**Action item**
Every record below is to be restated word for word.

**Raw data**
※

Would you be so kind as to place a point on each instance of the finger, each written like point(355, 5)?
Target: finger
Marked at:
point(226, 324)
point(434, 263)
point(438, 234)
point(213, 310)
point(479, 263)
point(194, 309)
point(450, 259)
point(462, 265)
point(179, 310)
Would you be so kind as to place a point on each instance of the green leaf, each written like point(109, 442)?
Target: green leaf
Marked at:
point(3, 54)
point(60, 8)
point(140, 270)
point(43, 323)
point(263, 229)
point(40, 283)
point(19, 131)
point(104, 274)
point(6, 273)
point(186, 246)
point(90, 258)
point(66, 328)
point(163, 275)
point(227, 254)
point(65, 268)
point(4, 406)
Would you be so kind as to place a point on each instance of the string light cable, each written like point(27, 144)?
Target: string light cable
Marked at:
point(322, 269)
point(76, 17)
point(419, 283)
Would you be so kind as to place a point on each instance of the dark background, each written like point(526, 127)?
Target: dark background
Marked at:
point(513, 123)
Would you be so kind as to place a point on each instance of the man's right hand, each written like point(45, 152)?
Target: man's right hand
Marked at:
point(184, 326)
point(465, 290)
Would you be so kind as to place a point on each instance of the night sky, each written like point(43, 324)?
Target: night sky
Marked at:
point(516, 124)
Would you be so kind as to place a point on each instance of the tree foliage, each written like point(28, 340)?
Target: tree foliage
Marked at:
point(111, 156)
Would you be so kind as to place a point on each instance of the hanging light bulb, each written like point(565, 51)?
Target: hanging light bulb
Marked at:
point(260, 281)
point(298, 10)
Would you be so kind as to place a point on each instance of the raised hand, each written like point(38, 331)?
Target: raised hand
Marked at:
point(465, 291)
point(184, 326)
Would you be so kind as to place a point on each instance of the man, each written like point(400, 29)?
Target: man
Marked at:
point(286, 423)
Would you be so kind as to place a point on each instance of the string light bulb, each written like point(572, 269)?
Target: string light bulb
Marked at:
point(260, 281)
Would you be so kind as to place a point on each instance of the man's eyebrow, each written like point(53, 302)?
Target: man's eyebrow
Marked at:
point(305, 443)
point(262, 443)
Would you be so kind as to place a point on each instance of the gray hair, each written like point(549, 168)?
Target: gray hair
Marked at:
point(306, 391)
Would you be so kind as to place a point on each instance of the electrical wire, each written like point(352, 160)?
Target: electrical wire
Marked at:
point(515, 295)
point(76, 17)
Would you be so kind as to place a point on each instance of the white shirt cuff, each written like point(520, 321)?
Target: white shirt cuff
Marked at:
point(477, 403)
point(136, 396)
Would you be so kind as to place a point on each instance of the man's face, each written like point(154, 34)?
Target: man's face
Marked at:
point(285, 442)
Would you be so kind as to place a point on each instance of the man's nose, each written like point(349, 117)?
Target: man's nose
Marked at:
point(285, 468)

※

**Answer box**
Would you be so kind as to place a point on each instance of the finger, each written like point(355, 5)?
Target: finger
Marked at:
point(226, 324)
point(434, 263)
point(438, 234)
point(213, 310)
point(479, 263)
point(194, 309)
point(450, 259)
point(462, 265)
point(179, 310)
Would you be so kind as to place a point on each instance of the green leaf, each written like point(109, 442)?
Target: green leaf
Marked at:
point(3, 54)
point(60, 8)
point(140, 270)
point(43, 323)
point(263, 229)
point(40, 283)
point(19, 131)
point(104, 274)
point(6, 273)
point(186, 246)
point(90, 258)
point(66, 328)
point(163, 275)
point(227, 254)
point(65, 268)
point(4, 406)
Would you be so kind as to place a point on each instance of the string light cable, each written like point(27, 144)?
Target: string light cable
Marked at:
point(322, 269)
point(76, 17)
point(419, 283)
Would you be so kind as to place a point on each instance of the dark background, each written like point(526, 127)?
Target: dark background
Marked at:
point(513, 123)
Would you be so kind as to place a point on each instance of the man's right hand, each written like point(45, 152)?
Target: man's right hand
Marked at:
point(184, 326)
point(465, 290)
Would you be so kind as to place a point on each instance of the night sky, each written like point(43, 324)?
Target: night sky
Marked at:
point(516, 124)
Would you be so kind as to place a point on each instance of the tree foliage, each written like point(28, 340)?
Target: tree foliage
Marked at:
point(111, 156)
Would you be so kind as to place a point on each instance of the hanging light bulb, each written like point(565, 51)?
Target: hanging light bulb
Marked at:
point(260, 281)
point(298, 10)
Would you be so kind as to place a point on each instance of the raised hand, each written like point(38, 331)?
Target: raised hand
Marked at:
point(465, 291)
point(184, 326)
Would you be so kind as to place a point on each instance of the man, each written like point(400, 29)?
Target: man
Marked at:
point(286, 423)
Would you be so kind as to place a point on each instance of the string light bulb, each written like point(572, 269)?
Target: string light bulb
Marked at:
point(260, 281)
Would you be so kind as to place a point on each instance of the man's eyebrow, each written like point(53, 302)?
Target: man's eyebrow
Marked at:
point(305, 443)
point(262, 443)
Would you be so kind as to place a point on each instance of the gray hair, each written like point(549, 168)?
Target: gray hair
Marked at:
point(306, 391)
Would you be so kind as to place a point on each instance of the electrical wire, each written like point(352, 160)?
Target: electrical wire
Marked at:
point(515, 295)
point(76, 17)
Would you be so kind as to place a point on each instance of the white shirt cuff, each written like point(520, 321)?
Target: white shirt cuff
Marked at:
point(477, 403)
point(136, 396)
Would you be so kind as to place a point on each instance of the man's face, each written like point(154, 34)?
Target: man's face
Marked at:
point(285, 442)
Would you be so kind as to place a point on each instance of the man's nose, each written like point(349, 117)?
Target: man's nose
Marked at:
point(285, 468)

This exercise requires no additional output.